_Provided text:_
------------------------
The formation of casein micelles reconstituted with Ca+2 and added inorganic phosphate is influenced by the non-phosphorylated form of human beta-casein.

作者信息

Sood Satish M, Erickson Grant, Slattery Charles W

机构信息

Department of Biochemistry and Microbiology, Biochemistry Division, , School of Medicine, Loma Linda University, Loma Linda, CA 92350, USA.

出版信息

Protein J. 2005 May;24(4):227-32. doi: 10.1007/s10930-005-6715-2.
------------------------
_Available data:_
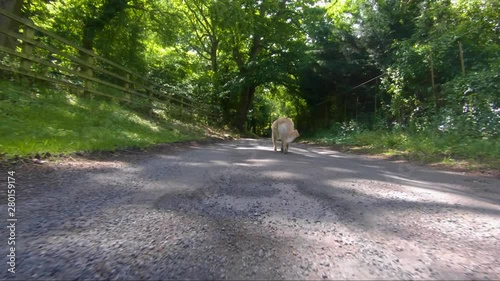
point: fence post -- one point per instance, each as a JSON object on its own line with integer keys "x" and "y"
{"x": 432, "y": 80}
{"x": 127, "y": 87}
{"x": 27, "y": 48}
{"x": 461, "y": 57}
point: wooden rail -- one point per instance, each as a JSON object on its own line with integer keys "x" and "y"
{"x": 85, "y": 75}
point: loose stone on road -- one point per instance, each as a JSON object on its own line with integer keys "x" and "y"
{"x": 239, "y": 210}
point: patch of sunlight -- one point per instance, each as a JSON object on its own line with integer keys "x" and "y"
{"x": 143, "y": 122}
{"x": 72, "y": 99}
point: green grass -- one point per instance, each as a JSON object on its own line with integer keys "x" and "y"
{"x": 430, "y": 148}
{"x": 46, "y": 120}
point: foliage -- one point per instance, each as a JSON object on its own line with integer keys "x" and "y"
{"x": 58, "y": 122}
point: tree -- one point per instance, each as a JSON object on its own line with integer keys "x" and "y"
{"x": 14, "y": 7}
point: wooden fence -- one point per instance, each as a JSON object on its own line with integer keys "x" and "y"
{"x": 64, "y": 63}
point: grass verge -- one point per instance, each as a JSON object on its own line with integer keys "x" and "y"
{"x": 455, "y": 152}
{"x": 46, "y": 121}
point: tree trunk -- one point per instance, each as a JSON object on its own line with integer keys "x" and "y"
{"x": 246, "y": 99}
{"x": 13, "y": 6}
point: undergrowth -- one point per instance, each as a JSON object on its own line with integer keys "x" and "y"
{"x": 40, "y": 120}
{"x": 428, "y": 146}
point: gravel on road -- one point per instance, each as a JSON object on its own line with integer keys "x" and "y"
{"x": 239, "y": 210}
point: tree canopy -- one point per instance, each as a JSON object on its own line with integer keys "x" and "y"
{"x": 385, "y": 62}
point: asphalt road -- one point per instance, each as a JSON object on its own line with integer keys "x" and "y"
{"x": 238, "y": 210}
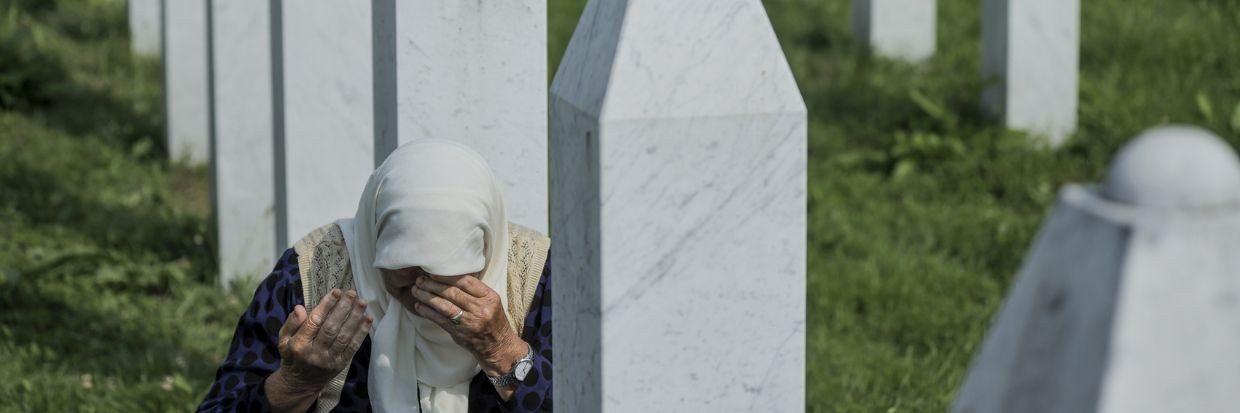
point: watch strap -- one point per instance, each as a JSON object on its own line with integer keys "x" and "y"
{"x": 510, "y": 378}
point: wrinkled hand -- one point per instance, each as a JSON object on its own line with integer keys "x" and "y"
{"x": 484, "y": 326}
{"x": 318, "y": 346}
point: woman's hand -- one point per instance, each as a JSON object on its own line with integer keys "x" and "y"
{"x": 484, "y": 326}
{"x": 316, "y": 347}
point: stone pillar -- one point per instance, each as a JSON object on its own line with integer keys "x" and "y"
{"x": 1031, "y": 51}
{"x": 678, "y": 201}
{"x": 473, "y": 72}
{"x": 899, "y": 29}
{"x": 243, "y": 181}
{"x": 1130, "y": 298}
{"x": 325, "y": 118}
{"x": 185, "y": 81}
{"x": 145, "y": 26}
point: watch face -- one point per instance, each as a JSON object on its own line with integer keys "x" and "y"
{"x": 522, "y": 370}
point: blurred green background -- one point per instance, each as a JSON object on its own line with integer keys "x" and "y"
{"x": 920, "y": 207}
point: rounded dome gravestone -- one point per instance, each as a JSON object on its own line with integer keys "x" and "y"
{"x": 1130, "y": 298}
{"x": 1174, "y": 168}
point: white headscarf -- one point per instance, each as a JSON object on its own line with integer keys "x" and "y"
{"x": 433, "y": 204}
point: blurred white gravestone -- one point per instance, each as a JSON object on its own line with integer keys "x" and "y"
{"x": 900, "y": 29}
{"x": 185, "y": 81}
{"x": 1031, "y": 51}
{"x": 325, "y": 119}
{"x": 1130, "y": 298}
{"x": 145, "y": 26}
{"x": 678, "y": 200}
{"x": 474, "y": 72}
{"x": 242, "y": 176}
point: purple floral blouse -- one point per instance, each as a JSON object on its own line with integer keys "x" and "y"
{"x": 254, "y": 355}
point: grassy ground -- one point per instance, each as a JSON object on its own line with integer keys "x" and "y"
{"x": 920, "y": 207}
------------------------
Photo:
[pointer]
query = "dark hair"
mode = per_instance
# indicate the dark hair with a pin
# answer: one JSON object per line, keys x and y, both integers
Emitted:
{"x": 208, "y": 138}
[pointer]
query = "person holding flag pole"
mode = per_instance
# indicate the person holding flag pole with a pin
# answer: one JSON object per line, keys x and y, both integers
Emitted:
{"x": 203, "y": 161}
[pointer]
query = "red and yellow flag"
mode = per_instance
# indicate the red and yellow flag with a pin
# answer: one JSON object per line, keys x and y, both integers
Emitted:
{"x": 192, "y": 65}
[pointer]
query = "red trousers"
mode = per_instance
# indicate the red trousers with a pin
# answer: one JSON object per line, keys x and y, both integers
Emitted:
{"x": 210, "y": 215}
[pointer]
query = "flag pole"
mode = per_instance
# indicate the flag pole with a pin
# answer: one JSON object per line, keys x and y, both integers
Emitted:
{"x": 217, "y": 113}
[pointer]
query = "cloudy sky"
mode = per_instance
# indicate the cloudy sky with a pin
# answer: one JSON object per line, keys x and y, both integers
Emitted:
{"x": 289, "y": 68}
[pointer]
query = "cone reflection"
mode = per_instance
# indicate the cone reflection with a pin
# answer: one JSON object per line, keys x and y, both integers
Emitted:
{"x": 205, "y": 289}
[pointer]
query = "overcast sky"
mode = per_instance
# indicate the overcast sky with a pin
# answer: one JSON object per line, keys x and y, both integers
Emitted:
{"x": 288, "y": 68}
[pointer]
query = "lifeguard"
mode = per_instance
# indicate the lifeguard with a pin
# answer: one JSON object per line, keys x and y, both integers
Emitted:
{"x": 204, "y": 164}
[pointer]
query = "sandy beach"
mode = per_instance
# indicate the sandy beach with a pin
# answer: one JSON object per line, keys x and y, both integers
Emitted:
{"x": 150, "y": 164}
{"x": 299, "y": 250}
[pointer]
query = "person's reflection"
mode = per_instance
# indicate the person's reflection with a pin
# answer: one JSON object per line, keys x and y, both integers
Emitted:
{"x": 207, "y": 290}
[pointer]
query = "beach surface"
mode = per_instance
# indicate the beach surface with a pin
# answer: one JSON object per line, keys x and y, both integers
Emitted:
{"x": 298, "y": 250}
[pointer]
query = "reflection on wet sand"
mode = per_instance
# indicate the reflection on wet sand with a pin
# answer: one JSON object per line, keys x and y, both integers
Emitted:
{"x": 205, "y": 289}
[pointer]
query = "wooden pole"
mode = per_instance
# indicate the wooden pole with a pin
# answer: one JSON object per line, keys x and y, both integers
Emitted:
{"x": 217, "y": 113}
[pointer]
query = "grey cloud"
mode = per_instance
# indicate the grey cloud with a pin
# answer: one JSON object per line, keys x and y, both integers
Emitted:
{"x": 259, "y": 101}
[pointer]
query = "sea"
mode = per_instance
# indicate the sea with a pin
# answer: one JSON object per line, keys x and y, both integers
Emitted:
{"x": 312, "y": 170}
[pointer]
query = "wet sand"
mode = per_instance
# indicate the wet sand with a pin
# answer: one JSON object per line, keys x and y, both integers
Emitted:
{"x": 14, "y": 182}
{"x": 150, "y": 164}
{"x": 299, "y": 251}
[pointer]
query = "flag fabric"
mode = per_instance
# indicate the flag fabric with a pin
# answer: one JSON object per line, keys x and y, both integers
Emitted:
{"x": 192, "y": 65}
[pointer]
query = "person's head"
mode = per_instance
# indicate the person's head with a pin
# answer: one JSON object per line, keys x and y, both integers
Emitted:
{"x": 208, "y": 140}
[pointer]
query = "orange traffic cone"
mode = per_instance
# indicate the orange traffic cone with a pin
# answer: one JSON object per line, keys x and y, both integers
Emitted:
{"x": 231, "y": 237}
------------------------
_What the exercise asks:_
Retype the casein micelle citation in full, unchanged.

_Result of this task:_
The formation of casein micelles reconstituted with Ca+2 and added inorganic phosphate is influenced by the non-phosphorylated form of human beta-casein.

作者信息

Sood Satish M, Erickson Grant, Slattery Charles W

机构信息

Department of Biochemistry and Microbiology, Biochemistry Division, , School of Medicine, Loma Linda University, Loma Linda, CA 92350, USA.

出版信息

Protein J. 2005 May;24(4):227-32. doi: 10.1007/s10930-005-6715-2.